> _Work instruction 1_
Summarize the text about Harel Locker in two sentences.
> _Work instruction 2_
Answer these questions using the text about Harel Locker.
(a) Where was Locker's mother born?
(b) What rank did Locker hold when he was released from the Israeli Defense Force?
(c) In what year did Locker's firm merge with S. Friedman and Co.?

> _Document excerpt_
-- Opening Marker --

Harel Locker (; born 1965) is an Israeli lawyer and civil servant. He is the Chairman of the Board at Israel Aerospace Industries He has been the Director General of the Israeli Prime Minister's Office since December 2011. He is a lawyer, licensed in Israel and New York State, specializing in economic and trade related issues.

Biography

Locker was born and raised in Tel Aviv. He is a ninth-generation Israeli on his mother's side. His mother, Rivkah, was born in the Old City of Jerusalem. His father, Martin, was a Holocaust survivor from the Transnistria camp, and was a member of Beitar and the Irgun; He immigrated to Israel on board the Irgun cargo ship Altalena, which was loaded with weapons. Locker's brother is Major-General Yohanan Locker, former deputy Air Force Commander and former Military Secretary to Prime Minister Benjamin Netanyahu.  He has another brother – heart surgeon Prof. Chaim Locker.

Locker served in the Israeli Defense Force as a soldier in the Intelligence Corps and as a combat intelligence officer in Lebanon and Samaria. He was released with the rank of captain. He earned an LL.B. from Tel Aviv University’s Buchman Faculty of Law and a B.A. degree in accounting from the Tel Aviv University Recanati Business School. He later received his LL.M. (with distinction) in taxation from Georgetown University, Washington DC.

Locker is married to Adv. Shiri Milo and has three children.

Career

Locker began his legal career as an intern at the law firm of Yoram Danziger and Avigdor Klagsbald. He became a member of the Israel Bar Association in 1995. He was a partner at the law firm of Shekel & Co. until 2000, and between 2001 and 2004, he worked in the Wall Street law firm of Fried, Frank, Harris, Shriver and Jacobson. After returning to Israel, he established Shohat, Locker & Co., where he was a managing partner. In 2007, the firm merged with S. Friedman and Co., one of the oldest law firms in Israel, and Locker became a senior partner and a member of the management team.

Prime Minister’s Office

In 2011, Prime Minister Benjamin Netanyahu appointed Harel Locker Director General of the Prime Minister's Office. The Director General of the Prime Minister's Office directs policy and staff work carried out at the Prime Minister's Office on a variety of economic, social and civilian matters. The Director General coordinates the staff work of the Government on these issues on behalf of the Prime Minister, and leads and is a central partner in large-scale national projects on the Government's and Prime Minister's agendas.

As such, the Director General of the Prime Minister's Office deals with the following subjects:
 Applying the Government's basic principles and implementing its policy on civil, social and economic subjects in cooperation with government ministries, with an emphasis on reducing poverty and social gaps in Israeli society, on one hand, and on the other - Developing New Growth Engines.

-- Closing Marker --

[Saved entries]
-- Opening Marker --

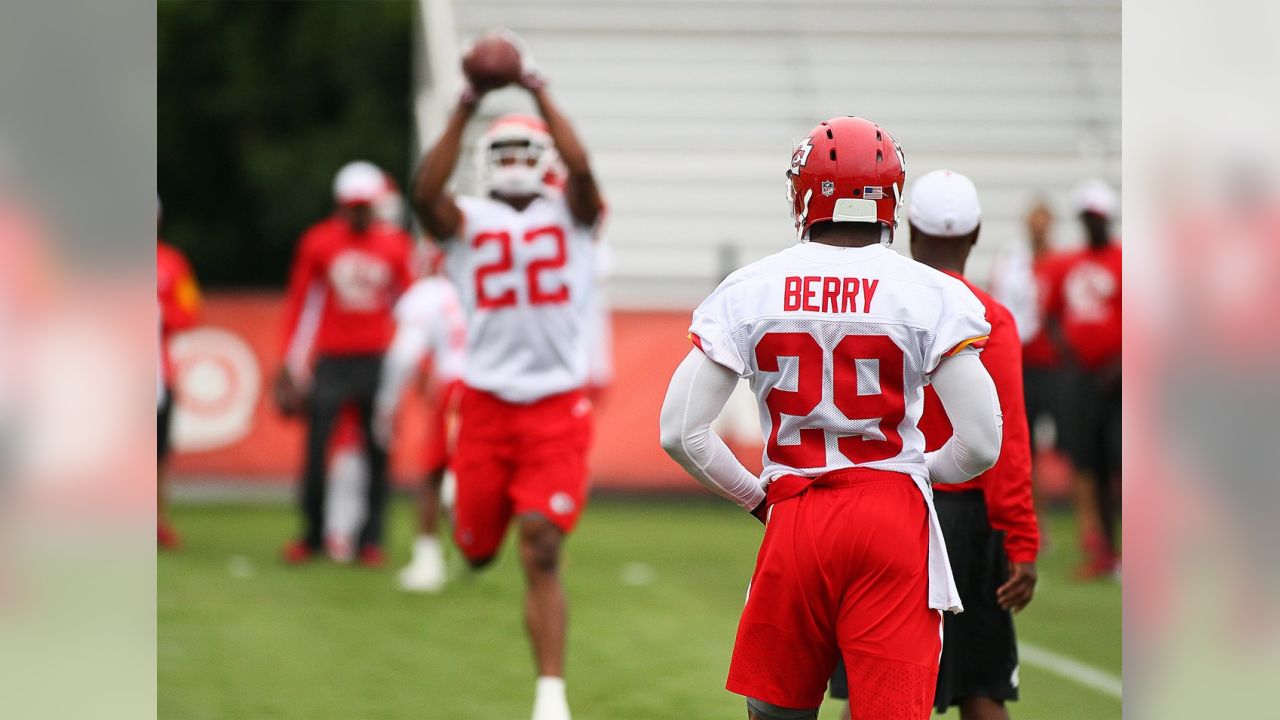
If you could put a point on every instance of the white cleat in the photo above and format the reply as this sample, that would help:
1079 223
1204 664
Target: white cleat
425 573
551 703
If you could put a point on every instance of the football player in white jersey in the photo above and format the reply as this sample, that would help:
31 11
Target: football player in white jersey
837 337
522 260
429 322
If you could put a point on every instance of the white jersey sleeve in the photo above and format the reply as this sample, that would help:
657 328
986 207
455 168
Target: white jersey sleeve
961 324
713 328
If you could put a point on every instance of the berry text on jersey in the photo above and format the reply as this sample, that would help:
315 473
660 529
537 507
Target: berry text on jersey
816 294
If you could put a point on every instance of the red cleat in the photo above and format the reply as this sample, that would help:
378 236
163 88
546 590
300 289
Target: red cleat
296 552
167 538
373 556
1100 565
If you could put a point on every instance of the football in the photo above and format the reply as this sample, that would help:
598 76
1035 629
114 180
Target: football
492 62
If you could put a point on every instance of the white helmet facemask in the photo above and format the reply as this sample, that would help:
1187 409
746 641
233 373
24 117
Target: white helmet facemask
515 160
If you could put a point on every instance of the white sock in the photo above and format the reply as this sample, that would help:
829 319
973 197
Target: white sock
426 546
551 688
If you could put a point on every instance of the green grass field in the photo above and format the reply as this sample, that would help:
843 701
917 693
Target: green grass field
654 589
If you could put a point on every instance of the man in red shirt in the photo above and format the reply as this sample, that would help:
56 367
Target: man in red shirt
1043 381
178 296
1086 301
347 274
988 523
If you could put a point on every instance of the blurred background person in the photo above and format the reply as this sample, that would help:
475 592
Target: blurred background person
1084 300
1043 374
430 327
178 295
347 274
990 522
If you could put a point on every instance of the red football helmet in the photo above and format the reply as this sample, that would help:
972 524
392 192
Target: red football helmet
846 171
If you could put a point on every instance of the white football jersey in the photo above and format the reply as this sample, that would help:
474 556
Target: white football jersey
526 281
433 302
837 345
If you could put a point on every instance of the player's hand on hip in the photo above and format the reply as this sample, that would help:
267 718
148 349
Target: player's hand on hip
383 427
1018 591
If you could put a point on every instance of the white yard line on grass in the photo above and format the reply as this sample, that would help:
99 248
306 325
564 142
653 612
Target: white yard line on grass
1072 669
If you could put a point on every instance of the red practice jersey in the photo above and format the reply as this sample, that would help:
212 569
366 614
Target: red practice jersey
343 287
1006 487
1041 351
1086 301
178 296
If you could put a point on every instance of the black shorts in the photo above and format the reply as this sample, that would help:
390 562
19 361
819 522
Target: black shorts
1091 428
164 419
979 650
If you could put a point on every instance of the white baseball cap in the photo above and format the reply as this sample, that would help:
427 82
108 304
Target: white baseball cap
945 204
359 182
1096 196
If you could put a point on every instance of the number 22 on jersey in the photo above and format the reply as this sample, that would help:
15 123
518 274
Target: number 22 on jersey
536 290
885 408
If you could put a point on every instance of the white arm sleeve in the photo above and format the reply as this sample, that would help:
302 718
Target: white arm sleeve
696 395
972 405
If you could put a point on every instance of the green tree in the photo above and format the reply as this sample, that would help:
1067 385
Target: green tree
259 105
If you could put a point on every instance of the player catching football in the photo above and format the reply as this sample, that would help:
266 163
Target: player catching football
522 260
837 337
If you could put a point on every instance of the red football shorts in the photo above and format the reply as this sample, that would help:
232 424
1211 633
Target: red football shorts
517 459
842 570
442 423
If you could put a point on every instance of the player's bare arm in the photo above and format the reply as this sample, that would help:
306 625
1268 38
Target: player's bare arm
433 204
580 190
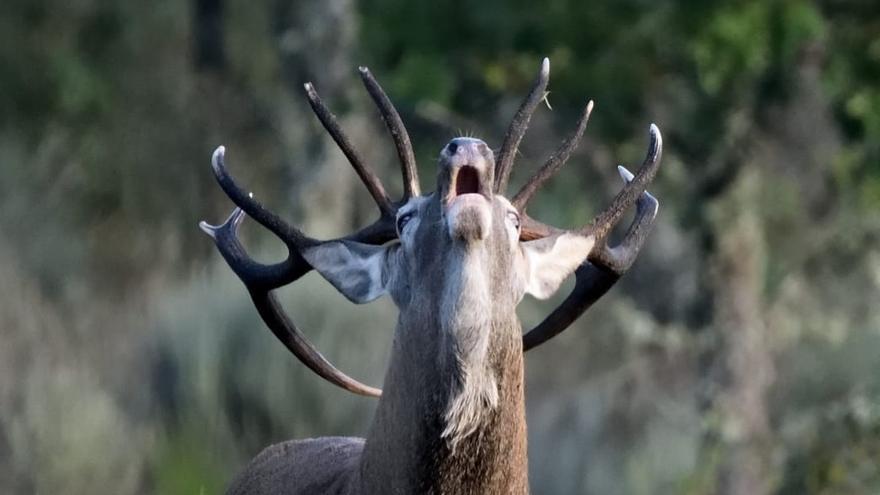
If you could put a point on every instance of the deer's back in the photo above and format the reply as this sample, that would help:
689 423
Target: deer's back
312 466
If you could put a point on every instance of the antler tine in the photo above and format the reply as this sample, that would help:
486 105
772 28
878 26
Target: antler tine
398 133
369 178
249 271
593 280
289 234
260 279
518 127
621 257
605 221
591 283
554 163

-- Closing Marker --

> _Exercise result 1_
Harel Locker, born in 1965 and raised in Tel Aviv, is an Israeli lawyer licensed in Israel and New York State who specializes in economic and trade issues and is Chairman of the Board at Israel Aerospace Industries. After army service and law and accounting studies, he worked at law firms in Israel and on Wall Street, and in 2011 Prime Minister Benjamin Netanyahu appointed him Director General of the Prime Minister's Office.

> _Exercise result 2_
(a) In the Old City of Jerusalem.
(b) Captain.
(c) 2007.